**TASK REQUIREMENTS:** Wherever the string "below" appears in the records, return the line that holds it.

[Stored items from a collection]
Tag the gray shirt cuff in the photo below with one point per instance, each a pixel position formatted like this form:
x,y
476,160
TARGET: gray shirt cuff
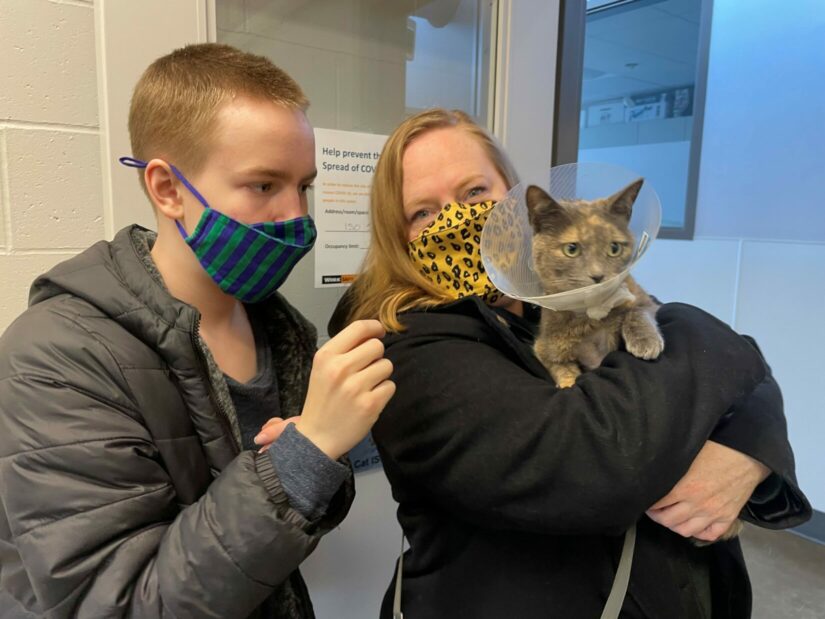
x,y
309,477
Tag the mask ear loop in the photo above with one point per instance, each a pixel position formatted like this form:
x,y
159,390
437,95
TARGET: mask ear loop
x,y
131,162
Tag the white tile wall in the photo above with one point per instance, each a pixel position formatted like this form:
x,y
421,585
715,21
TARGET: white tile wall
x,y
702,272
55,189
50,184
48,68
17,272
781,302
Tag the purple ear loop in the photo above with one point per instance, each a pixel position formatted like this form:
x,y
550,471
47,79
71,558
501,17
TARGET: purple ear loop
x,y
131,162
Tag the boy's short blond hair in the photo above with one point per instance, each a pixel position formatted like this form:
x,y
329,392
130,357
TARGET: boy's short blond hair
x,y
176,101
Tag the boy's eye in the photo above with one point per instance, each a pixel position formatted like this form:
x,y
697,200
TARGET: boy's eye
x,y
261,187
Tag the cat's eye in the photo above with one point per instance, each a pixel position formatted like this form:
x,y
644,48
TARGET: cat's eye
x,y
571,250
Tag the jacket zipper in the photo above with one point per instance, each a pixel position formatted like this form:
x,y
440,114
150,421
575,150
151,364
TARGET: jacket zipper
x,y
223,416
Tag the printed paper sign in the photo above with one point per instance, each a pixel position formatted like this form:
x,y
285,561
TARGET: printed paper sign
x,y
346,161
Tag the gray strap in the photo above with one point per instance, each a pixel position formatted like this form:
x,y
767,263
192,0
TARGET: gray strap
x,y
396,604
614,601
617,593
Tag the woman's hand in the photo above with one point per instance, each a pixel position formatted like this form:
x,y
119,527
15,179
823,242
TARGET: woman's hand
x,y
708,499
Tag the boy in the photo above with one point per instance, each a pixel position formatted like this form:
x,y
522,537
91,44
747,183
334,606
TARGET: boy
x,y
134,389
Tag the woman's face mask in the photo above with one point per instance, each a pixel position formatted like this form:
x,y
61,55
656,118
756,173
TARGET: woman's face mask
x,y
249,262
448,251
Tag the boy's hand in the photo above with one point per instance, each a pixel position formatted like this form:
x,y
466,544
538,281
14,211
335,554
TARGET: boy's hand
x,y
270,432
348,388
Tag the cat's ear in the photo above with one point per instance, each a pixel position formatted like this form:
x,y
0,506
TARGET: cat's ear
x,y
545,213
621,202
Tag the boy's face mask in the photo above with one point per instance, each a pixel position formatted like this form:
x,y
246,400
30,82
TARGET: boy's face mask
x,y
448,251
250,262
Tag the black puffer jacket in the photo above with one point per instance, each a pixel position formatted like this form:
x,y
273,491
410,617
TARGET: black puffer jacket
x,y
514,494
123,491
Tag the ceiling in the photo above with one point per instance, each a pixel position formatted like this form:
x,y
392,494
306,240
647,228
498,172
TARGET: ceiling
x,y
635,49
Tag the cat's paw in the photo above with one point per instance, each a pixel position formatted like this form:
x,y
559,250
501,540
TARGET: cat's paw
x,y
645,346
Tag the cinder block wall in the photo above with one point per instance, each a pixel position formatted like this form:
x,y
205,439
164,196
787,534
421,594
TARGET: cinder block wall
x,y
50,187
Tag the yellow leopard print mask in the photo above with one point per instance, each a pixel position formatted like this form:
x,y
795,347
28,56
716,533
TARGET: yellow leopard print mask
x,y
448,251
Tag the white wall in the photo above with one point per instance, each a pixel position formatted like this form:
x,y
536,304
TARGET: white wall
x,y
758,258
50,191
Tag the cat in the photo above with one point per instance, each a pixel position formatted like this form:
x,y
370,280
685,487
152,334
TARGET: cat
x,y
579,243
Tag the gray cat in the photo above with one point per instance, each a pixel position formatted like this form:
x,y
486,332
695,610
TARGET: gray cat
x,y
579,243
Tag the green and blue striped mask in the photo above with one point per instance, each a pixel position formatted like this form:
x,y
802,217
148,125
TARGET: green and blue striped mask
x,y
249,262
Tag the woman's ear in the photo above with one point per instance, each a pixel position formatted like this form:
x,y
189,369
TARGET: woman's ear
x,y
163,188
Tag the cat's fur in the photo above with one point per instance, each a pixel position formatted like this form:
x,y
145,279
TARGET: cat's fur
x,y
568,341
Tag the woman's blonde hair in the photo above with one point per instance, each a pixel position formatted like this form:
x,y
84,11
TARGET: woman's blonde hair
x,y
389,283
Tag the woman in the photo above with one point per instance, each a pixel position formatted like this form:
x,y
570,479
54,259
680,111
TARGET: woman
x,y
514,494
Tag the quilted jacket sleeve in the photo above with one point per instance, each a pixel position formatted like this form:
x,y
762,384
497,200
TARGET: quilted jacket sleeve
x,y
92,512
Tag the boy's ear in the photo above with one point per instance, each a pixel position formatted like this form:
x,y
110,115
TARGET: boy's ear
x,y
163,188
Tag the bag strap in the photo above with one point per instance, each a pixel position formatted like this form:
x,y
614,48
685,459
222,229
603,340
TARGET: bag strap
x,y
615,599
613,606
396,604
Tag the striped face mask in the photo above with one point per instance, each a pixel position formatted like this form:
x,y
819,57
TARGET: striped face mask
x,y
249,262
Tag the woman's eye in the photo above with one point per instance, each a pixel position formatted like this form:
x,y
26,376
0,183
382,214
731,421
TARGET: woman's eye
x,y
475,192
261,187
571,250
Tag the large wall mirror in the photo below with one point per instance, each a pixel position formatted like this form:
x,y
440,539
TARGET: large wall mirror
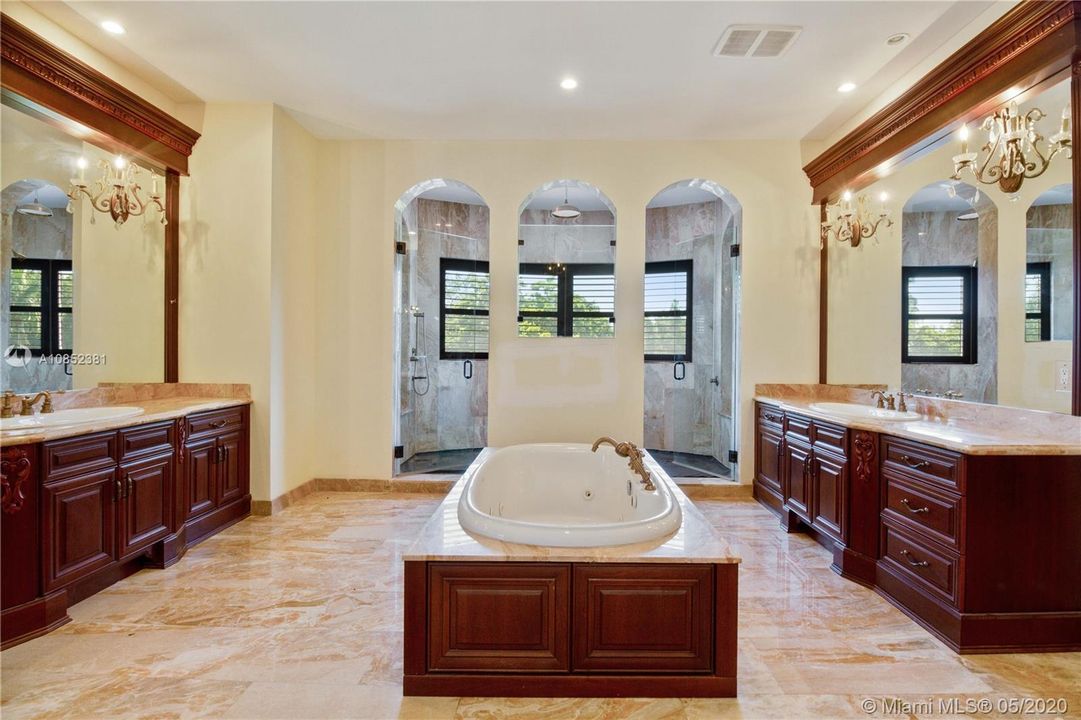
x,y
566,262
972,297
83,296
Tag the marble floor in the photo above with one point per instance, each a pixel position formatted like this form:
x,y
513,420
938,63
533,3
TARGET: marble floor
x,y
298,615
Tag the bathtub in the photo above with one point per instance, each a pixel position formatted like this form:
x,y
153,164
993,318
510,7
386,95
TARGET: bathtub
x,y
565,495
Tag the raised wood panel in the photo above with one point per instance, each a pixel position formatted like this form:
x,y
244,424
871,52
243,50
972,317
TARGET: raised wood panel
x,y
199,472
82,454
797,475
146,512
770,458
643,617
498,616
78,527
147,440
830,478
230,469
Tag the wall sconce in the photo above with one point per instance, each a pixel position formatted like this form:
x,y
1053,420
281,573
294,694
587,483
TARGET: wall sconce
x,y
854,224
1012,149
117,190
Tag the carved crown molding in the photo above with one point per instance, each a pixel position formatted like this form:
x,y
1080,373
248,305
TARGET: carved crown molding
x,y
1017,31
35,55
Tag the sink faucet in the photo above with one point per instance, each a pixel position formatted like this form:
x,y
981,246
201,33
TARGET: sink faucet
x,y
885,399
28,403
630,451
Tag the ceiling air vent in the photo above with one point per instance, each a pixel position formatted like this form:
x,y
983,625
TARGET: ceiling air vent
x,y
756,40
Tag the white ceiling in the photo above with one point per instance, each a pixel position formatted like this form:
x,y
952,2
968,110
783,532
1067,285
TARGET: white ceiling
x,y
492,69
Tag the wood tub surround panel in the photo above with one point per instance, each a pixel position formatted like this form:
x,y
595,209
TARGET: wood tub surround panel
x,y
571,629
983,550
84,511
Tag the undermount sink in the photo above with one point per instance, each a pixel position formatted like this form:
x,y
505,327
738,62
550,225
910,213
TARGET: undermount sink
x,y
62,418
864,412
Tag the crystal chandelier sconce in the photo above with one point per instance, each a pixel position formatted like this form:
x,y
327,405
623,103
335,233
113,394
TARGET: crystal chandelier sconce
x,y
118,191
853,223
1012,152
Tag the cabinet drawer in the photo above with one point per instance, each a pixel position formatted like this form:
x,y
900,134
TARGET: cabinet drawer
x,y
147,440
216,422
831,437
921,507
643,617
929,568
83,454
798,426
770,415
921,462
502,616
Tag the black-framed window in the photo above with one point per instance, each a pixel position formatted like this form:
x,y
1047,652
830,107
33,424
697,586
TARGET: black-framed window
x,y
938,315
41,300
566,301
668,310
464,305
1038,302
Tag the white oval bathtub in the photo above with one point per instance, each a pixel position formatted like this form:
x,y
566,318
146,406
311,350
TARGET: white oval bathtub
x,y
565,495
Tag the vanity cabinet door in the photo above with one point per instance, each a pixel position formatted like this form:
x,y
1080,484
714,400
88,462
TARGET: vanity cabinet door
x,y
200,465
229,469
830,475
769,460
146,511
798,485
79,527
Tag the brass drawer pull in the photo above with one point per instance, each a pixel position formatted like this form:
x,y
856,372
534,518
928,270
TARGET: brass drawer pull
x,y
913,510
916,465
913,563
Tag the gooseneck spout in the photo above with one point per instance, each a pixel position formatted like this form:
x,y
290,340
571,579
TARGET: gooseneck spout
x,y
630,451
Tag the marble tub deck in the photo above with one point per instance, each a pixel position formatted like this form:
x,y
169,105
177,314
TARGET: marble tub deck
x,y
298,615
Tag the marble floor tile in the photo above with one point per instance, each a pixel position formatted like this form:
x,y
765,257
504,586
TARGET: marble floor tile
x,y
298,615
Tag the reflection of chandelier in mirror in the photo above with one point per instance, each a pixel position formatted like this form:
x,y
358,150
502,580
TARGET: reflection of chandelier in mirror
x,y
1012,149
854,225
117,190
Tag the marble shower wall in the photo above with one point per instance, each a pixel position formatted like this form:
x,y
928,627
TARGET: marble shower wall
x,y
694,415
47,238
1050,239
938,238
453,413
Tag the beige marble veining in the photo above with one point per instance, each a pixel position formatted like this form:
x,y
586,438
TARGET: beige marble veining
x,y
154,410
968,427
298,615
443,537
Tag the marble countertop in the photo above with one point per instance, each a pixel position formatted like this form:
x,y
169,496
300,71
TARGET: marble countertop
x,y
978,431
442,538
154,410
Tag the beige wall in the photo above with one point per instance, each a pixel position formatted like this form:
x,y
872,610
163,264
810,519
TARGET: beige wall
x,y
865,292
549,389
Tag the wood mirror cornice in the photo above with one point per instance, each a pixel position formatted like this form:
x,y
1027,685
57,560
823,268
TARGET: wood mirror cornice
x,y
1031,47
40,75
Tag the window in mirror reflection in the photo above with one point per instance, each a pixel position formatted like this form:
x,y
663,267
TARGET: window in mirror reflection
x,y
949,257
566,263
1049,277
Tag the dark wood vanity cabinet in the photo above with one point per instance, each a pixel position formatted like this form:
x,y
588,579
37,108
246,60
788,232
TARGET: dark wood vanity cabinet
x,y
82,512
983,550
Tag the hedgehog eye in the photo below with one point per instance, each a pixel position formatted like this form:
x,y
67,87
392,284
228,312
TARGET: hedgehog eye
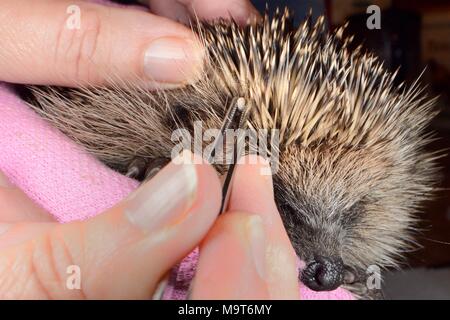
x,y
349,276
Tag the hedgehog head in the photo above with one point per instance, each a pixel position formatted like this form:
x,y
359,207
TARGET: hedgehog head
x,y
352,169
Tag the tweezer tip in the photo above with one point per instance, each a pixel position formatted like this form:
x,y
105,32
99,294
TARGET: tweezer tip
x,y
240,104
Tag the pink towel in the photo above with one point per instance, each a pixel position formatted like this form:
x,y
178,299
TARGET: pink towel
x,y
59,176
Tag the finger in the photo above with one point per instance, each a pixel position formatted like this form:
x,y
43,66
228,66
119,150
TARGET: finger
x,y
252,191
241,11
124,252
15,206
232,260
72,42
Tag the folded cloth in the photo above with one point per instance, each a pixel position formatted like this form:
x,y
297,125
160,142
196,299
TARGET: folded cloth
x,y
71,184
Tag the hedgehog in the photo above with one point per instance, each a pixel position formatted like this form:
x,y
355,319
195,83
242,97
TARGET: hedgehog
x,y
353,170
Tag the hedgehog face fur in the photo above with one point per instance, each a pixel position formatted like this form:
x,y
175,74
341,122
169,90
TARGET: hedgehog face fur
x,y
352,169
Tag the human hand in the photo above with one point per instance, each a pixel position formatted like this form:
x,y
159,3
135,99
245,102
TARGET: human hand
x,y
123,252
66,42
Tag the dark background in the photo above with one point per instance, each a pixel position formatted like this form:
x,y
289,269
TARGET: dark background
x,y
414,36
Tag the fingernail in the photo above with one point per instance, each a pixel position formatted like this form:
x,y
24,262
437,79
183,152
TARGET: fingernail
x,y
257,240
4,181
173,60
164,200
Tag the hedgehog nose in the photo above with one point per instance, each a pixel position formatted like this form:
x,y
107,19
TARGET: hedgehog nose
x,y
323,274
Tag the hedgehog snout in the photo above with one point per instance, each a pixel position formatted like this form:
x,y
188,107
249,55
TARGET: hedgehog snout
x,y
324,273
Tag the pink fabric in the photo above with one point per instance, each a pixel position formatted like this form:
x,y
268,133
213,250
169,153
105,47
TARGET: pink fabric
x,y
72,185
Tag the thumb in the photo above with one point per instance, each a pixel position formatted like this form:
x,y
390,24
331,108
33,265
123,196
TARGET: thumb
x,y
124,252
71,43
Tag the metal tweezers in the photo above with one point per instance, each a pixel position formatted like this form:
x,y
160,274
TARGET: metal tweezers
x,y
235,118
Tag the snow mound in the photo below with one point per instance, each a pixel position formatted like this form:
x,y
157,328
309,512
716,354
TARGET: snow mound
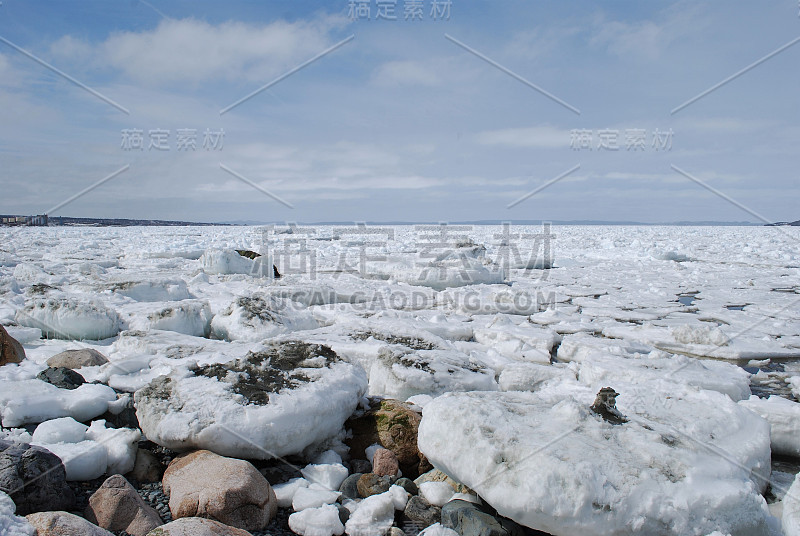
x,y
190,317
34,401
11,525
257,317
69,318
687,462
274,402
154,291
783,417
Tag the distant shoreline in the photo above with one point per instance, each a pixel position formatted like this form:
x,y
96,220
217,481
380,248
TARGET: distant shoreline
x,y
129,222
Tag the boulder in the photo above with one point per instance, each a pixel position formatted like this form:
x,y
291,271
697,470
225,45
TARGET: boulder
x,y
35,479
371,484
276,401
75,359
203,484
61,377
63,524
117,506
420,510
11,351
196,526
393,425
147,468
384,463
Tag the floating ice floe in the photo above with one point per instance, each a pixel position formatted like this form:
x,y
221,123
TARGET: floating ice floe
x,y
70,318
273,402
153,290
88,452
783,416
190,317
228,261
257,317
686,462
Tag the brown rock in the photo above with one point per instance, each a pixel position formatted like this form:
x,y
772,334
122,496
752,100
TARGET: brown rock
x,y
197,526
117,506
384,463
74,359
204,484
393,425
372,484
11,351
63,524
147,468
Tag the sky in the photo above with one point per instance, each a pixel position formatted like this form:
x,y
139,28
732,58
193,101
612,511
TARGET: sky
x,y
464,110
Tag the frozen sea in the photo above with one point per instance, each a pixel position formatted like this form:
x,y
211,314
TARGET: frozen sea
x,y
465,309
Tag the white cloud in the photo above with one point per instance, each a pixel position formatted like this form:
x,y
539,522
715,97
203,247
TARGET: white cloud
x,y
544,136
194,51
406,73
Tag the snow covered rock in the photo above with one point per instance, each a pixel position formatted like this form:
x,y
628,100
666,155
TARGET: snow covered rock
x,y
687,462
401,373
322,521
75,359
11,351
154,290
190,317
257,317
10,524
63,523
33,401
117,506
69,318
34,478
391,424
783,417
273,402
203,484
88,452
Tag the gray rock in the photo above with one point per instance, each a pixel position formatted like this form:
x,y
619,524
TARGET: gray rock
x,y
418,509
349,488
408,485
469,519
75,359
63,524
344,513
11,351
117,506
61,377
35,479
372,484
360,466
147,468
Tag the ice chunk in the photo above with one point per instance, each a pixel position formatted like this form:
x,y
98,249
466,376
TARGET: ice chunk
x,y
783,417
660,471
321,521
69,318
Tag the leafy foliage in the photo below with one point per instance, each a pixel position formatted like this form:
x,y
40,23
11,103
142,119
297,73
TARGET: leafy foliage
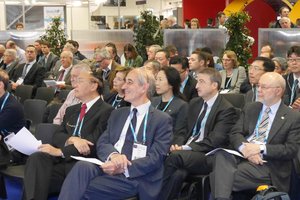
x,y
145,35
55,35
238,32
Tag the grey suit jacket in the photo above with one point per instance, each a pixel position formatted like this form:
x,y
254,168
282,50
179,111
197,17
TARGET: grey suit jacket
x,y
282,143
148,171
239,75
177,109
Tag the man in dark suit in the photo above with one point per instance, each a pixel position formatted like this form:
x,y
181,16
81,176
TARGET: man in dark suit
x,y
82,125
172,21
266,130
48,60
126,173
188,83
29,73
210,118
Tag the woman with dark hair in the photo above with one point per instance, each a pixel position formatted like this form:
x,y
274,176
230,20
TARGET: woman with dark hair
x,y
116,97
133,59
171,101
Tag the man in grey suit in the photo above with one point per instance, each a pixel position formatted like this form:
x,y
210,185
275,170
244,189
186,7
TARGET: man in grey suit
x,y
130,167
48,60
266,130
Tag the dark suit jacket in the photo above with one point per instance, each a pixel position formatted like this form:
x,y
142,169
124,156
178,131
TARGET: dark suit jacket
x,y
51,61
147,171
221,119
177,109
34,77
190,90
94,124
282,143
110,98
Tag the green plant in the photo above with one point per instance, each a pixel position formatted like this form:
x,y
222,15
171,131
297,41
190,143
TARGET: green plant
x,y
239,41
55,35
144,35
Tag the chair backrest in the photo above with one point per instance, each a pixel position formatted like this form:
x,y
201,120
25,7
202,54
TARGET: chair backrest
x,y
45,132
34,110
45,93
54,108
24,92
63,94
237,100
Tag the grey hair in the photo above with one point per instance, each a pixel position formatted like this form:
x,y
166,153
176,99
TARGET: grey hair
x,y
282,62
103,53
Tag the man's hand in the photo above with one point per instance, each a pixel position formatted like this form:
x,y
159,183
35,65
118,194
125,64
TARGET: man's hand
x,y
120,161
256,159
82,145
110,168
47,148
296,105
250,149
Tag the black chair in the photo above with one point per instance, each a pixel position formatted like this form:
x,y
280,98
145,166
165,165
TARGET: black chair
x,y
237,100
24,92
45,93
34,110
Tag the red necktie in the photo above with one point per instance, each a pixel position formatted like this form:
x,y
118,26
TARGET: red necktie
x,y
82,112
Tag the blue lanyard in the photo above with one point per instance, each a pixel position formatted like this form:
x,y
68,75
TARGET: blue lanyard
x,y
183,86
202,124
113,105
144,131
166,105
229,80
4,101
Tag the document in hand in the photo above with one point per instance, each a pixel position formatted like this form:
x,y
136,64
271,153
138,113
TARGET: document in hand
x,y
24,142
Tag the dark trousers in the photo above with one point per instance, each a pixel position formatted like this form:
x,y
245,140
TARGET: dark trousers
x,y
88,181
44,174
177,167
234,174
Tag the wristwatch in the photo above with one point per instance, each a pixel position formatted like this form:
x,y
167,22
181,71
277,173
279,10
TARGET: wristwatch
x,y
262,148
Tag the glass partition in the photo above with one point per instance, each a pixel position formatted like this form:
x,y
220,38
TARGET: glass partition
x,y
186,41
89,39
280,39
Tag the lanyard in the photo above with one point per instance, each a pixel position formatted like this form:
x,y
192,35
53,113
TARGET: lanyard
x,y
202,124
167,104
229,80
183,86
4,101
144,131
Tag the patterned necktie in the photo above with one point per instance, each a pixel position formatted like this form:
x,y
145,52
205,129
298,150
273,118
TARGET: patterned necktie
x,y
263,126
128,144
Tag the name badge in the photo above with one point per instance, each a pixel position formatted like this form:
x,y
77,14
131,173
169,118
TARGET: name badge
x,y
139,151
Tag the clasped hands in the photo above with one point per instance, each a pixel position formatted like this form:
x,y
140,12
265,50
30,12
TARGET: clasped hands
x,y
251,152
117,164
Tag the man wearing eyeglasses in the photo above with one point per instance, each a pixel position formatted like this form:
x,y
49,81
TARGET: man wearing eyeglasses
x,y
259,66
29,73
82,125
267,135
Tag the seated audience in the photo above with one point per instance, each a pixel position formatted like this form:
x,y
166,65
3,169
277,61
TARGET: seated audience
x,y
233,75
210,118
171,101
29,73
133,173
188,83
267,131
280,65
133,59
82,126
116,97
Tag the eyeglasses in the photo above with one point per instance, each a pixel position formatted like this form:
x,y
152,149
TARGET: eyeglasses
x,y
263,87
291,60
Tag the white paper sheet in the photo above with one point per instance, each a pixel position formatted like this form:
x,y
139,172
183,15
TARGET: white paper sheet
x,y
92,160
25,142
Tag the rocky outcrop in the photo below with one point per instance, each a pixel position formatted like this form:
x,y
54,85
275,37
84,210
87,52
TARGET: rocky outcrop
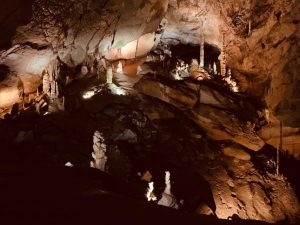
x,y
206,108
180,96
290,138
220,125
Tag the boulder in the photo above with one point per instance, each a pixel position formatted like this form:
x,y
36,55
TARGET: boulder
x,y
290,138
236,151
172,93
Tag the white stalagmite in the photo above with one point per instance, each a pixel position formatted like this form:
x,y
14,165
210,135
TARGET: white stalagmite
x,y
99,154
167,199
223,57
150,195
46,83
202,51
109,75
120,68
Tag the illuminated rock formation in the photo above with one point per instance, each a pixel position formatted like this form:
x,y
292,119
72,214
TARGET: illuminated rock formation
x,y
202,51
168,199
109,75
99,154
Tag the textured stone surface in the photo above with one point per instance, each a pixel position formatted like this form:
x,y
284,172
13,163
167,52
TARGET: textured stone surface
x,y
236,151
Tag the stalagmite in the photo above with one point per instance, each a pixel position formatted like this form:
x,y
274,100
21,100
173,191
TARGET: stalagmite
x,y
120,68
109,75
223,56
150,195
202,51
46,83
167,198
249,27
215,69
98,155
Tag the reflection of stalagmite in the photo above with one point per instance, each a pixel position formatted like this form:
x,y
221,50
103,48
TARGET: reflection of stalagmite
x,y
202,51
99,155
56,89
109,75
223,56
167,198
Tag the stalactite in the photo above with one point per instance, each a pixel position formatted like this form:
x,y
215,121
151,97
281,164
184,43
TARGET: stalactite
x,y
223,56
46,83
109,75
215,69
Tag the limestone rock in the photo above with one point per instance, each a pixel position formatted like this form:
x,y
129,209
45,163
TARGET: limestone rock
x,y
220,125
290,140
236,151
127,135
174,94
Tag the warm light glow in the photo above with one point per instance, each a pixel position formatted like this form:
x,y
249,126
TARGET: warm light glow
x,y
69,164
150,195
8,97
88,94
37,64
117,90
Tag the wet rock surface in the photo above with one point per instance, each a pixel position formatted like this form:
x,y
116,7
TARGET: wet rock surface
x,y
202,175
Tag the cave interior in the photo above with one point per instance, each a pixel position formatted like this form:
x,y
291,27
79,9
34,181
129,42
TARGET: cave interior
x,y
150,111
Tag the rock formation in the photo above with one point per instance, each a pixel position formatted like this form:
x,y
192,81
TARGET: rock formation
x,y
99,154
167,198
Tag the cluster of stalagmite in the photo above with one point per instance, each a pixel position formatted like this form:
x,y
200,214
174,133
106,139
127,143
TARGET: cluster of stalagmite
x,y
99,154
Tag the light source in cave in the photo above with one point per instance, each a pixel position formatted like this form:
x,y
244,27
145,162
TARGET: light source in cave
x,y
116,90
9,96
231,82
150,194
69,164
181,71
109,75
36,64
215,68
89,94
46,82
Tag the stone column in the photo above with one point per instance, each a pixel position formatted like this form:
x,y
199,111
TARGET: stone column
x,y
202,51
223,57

**SOLUTION:**
Tag the gray shirt cuff in the photo below with one point per instance, each a pixel position formatted like this form:
Tag the large wall mirror in the photo below with one point per instance, each a pixel position formatted like this form:
Tag the hedgehog eye in the photo below with one point per instance, each a pixel position formatted like this form:
Tag the snow mound in the photo below with one point per instance, each a pixel position formatted like this form:
Tag the leafy foliage in the photo below with one point per instance, each a pixel position formatted like this form:
Tag the rocky outcrop in the photo below with one point per instance, each a pixel position formatted like this form:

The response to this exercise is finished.